Document section
● ● ●
I tell you, if He were to shut you out, dear soul, whoever you may be, if you go to Him, He would deny Himself. He never did deny Himself yet. Whenever a sinner comes to Him, He becomes his Savior. Whenever He meets a sick soul, He acts as his Physician… If you go to Him, you will find Him at home and on the look-out for you. He will be more glad to receive you than you will be to be received… I tell you again that He cannot reject you. That would be to alter His whole character and un-Christ Himself. To spurn a coming sinner would un-Jesus Him and make Him to be somebody else and not Himself any longer. “He cannot deny Himself” [2 Tim. 2:13]. Go and try Him; go and try Him.

635

Oh, Son of Man, I know not which to admire most, Thine height of glory, or Thy depths of misery!

636

Yet, surely, there must be some who will fling aside the (cowardly) love of peace, and speak out for our Lord, and for His truth. A craven spirit is upon man, and their tongues are paralyzed. Oh, for an outburst of true faith and holy zeal.
● ● ●
Raw records
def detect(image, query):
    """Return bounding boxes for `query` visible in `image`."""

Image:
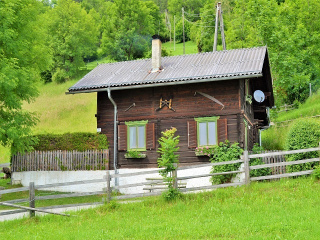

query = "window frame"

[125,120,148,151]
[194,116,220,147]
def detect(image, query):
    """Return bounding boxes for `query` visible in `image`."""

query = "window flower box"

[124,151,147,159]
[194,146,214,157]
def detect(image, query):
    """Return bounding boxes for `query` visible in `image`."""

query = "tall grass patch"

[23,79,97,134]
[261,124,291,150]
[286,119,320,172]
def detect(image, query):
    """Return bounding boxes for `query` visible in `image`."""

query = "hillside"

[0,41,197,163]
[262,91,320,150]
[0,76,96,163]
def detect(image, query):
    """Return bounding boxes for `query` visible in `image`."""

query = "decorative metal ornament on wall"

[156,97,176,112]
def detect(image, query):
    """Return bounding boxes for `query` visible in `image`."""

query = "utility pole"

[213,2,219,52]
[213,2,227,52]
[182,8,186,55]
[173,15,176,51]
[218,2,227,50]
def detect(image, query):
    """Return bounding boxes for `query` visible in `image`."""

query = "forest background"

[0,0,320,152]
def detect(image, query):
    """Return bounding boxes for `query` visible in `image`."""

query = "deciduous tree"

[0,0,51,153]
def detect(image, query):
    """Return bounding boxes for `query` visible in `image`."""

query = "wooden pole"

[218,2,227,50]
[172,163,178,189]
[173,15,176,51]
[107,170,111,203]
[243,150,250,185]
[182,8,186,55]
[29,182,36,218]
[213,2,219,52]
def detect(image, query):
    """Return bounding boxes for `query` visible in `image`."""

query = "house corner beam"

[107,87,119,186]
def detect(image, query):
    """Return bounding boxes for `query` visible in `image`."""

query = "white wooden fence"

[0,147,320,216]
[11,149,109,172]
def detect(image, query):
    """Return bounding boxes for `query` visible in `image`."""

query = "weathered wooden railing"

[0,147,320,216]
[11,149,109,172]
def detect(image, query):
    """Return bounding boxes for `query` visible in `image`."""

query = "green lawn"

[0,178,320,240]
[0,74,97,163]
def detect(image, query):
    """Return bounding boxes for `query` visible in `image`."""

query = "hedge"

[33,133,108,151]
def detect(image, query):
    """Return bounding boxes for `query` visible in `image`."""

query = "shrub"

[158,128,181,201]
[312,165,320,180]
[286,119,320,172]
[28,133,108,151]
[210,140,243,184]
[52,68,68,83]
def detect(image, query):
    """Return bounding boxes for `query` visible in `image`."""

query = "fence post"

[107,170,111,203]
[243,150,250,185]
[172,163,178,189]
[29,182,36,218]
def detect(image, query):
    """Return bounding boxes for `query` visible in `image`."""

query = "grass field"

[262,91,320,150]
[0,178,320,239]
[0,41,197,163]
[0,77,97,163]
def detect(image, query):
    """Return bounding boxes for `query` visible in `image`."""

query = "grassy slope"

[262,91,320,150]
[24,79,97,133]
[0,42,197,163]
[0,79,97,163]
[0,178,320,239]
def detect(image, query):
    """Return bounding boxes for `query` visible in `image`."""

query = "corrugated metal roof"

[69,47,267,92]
● ● ●
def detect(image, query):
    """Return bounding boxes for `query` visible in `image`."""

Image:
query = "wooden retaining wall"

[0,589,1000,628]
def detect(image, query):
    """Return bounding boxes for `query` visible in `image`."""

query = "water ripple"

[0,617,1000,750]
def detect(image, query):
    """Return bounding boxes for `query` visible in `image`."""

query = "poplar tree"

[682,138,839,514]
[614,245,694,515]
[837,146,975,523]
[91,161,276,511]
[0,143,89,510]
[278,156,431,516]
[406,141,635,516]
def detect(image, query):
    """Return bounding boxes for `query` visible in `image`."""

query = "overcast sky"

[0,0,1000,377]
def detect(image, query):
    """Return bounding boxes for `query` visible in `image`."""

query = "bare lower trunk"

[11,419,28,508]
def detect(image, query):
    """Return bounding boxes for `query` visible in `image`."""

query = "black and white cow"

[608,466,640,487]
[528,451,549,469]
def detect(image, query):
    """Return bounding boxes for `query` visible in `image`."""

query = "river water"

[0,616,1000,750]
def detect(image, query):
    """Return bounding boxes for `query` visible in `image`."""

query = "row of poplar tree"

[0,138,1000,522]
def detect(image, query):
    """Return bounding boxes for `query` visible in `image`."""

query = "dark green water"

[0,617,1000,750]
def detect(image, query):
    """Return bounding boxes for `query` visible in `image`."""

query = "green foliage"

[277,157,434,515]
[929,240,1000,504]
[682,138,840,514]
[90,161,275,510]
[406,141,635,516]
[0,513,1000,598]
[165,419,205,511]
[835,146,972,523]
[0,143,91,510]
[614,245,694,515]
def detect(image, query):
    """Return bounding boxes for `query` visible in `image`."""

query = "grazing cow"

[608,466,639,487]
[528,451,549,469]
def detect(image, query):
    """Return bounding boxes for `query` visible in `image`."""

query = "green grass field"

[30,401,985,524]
● ● ●
Task requirements
**1.** According to the devotional passage, what does He act as whenever He meets a sick soul?
**2.** Resume the devotional passage, picking up after its final sentence.
This material was drawn from a separate source.

Responses to the tasks
**1.** He acts as the sick soul's Physician.

**2.**
637

A sermon often does a man most good when it makes him most angry. Those people who walk down the aisles and say, “I will never hear that man again,” very often have an arrow rankling in their breast.

638

There is nothing so deluding as feelings. Christians cannot live by feelings. Let me further tell you that these feelings are the work of Satan, for they are not right feelings. What right have you to set up your feelings against the Word of Christ.

639

If you find a professing Christian indifferent to his Bible, you may be sure that the very dust upon its cover will rise up in judgment against him.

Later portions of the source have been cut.